Top of SUPPLIED INFORMATION

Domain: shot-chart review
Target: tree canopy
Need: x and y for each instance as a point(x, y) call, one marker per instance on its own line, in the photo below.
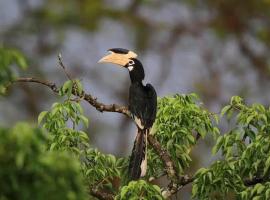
point(53, 158)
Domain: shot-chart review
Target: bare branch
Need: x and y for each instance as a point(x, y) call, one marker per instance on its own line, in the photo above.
point(63, 66)
point(87, 97)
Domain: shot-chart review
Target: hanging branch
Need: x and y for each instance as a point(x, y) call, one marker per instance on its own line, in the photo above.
point(87, 97)
point(170, 169)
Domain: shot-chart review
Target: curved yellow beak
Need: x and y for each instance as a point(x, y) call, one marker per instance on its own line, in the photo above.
point(118, 58)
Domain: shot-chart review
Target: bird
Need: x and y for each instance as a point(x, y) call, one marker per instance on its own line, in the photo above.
point(142, 104)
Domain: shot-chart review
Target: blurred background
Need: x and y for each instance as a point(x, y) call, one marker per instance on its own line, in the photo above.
point(216, 48)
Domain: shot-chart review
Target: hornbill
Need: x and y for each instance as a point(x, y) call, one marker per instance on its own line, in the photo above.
point(142, 106)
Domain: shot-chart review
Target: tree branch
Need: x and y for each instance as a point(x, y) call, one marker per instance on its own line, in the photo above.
point(176, 182)
point(101, 195)
point(87, 97)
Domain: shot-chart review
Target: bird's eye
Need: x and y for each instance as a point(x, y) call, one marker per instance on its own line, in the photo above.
point(131, 62)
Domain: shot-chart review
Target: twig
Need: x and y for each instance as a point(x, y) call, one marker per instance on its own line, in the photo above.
point(101, 195)
point(175, 187)
point(63, 66)
point(87, 97)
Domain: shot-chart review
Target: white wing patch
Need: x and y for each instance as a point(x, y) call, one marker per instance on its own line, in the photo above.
point(144, 161)
point(138, 122)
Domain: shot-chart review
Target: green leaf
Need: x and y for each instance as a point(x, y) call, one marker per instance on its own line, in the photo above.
point(41, 116)
point(84, 120)
point(225, 110)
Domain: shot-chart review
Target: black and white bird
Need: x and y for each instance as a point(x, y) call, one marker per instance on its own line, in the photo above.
point(142, 106)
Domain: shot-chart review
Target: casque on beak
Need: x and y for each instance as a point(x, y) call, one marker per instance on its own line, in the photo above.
point(118, 58)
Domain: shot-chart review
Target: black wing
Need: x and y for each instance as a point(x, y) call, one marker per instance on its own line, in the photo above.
point(143, 103)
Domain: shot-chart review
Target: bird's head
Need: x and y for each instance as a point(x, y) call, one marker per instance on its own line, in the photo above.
point(127, 59)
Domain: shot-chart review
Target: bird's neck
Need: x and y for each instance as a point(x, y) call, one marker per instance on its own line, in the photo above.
point(135, 78)
point(137, 74)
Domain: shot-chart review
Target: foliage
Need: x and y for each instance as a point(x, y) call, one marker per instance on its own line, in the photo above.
point(8, 58)
point(139, 189)
point(62, 121)
point(178, 118)
point(28, 171)
point(244, 171)
point(57, 162)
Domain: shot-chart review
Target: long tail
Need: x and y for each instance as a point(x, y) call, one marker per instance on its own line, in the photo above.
point(138, 160)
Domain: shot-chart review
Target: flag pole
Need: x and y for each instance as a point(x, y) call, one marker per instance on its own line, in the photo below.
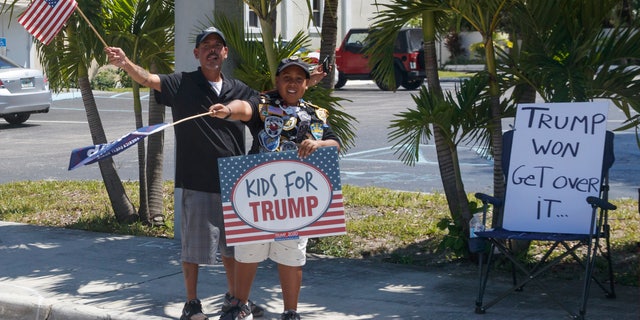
point(191, 117)
point(90, 25)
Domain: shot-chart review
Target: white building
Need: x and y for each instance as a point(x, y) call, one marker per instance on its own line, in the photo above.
point(15, 42)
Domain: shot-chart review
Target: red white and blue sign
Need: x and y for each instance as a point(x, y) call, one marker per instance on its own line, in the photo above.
point(277, 196)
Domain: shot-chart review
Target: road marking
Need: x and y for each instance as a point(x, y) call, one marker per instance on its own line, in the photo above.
point(56, 121)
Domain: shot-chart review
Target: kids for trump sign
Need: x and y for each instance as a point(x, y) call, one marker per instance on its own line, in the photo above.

Bottom of SUPPLIED INFORMATION

(TASK DIRECTIONS): Apart from the images, every line above needs to be printed again exactly.

(ANSWER SPACE):
Domain: shot-chart review
Target: tree canopy
Need: x and y for each instance as a point(x, y) call, one marker per instance on its own line, in the photo below.
point(53, 158)
Domain: shot-chart review
Target: bare branch
Need: x and y for each instance as a point(x, y) call, one marker per instance on its own line, in the photo above.
point(63, 66)
point(87, 97)
Domain: shot-chart review
Target: hanging branch
Need: x and y for each instance as a point(x, y) call, one marker per instance on its own line, in the photo above.
point(87, 97)
point(170, 169)
Domain: shot-chart review
Target: curved yellow beak
Need: x and y for each instance as a point(x, y) call, one marker per instance on its own line, in the photo above.
point(118, 58)
Domain: shot-chart review
Target: bird
Need: x and y for each instance as a point(x, y) call, one marker per instance on its own line, in the photo above.
point(142, 104)
Domain: shot-chart review
Target: blurred background
Need: x and y for each instance as a point(x, y) call, one marker per instance on its own line, in the photo above.
point(216, 48)
Domain: shot-chart review
Target: hornbill
Need: x and y for each instance as a point(x, y) call, one marker per instance on its own line, in the photo above.
point(142, 106)
Domain: shot-chart review
Target: tree branch
Need: x and y for each instance as a point(x, y) call, one marker per instance on its own line, in the photo above.
point(176, 182)
point(101, 195)
point(87, 97)
Domain: shot-chart review
Target: bird's eye
Need: x and y for each instance as a point(x, y) call, one marker per instance on its own line, in the photo above.
point(131, 62)
Domain: shot-chart review
Target: twig
Need: x and y for each instance as a point(x, y) call, one marker per instance on its own line, in the photo above.
point(101, 195)
point(175, 187)
point(63, 66)
point(87, 97)
Domain: shot-chart review
Target: white wing patch
Need: x and y for each instance as a point(x, y) call, one marker per instance on its own line, in the photo above.
point(144, 161)
point(138, 122)
Domain: shot-chart review
Target: green leaf
Need: x and y for each instance as a point(x, y) call, one marker per instance on its own line, in the photo above.
point(41, 116)
point(84, 120)
point(225, 110)
Domain: shot-chart review
Target: black and white bird
Need: x and y for each instance as a point(x, y) call, one marker per instance on its own line, in the photo above.
point(142, 106)
Domain: shot-chart review
Target: casque on beak
Need: x and y for each instance as a point(x, y) call, one marker per instance on its own line, in the photo above.
point(118, 58)
Domain: shot-chart review
Target: black wing
Need: x and y for each instance as a point(x, y) call, one marker per instance on its own line, in the photo above.
point(143, 103)
Domain: shot-chart review
Target: bird's head
Need: x and y for each instance as a point(x, y) call, one marker per instance on its own line, in the photo above.
point(127, 59)
Domain: shot-chart review
Target: bird's neck
Need: x and y for each instance as a point(x, y) call, one marker per instance on its own line, in the photo above.
point(135, 78)
point(137, 74)
Domain: shot-chart review
Target: foliage
Need: x and y for each instance as a point(x, y) call, one marker per instance on its own line, in the photo above.
point(8, 58)
point(139, 189)
point(62, 121)
point(178, 118)
point(28, 171)
point(244, 171)
point(57, 162)
Domain: shot-chart review
Target: long tail
Need: x and y for each instance as a point(x, y) call, one marker per instance on its own line, in the photo above.
point(138, 160)
Domain: shot-chart review
Target: flag pole
Need: x and y for each instance as a point(x, y) call, one marker per instance on its own line, in the photo below.
point(191, 117)
point(90, 25)
Domain: shot-chart review
Target: white building
Need: x and y for each instance as a point(x, y) call, one marker per instance on its own line, in the photo above.
point(15, 42)
Domain: shot-chart review
Target: red white and blue sign
Need: x and y for each instance as a point(x, y) call, one marker per instance on its own line, in the photo above.
point(277, 196)
Domain: shot-chart review
Target: road marking
Need: x and y for each instance as a point(x, y) call, one marker per instance on its own line, in the photo above.
point(56, 121)
Domain: shot-chart review
Target: kids for trump sign
Need: x and y for each instance as a point(x, y) call, one marker per instance on its own line, in the photo above.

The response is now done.